_YOUR TASKS_
[A] According to the CEO of Payment Services in the earnings call excerpt, why did e-commerce volumes hold up despite the cancellation of major sports events? Answer in one to three sentences.
[B] Please translate this sentence from the earnings call excerpt into Spanish: "My first question is about the e-commerce segment."

Good afternoon. Thanks a lot for the call and congrats for the strong results. My first question is about the e-commerce segment. Essentially, first of all, if you could give a little bit more color on how the volumes in this market still showed very solid and dynamic despite the cancelation in major sports events and what basically helped you to sustain the solid performance? And also, what basically drove the yield upwards in that segment? There was a 20 basis points increase both year-on-year and quarter-on-quarter. That’s my first question.

Andrey Protopopov — Chief Executive Officer of Payment Services

Yes, Andrey, thank you for your question. So, for the volumes, there are two reasons. First one is the decline. While we absorbed the decline in betting volumes, though it was not like dramatic and drastic decline as we told in our previous calls. So, because people were still playing for other types of sports and other type of events.

Second reason is that at the same time, other digital entertainment from other digital entertainment categories, such as, for example, online games, demonstrated solid growth at the same period of time. So overall, we managed to, let’s say, keep them — the overall volume.

Talking about the yield, there are two reasons how we managed to grow the yield. First one is the same type of mix effect, because betting does not always have higher yield within the e-commerce category, and some of those merchants and particularly that grow during — the lockdowns have high yields versus what they’re making, for example, average yields.

_SOURCE MATERIAL_
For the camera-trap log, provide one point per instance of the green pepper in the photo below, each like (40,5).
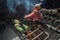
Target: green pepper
(19,29)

_ANSWERS BELOW_
[A] The decline in betting volumes was not dramatic, because people kept playing on other types of sports and events. At the same time, other digital entertainment categories, such as online games, showed solid growth over the same period, so the overall volume was kept.

[B] Mi primera pregunta es sobre el segmento de comercio electrónico.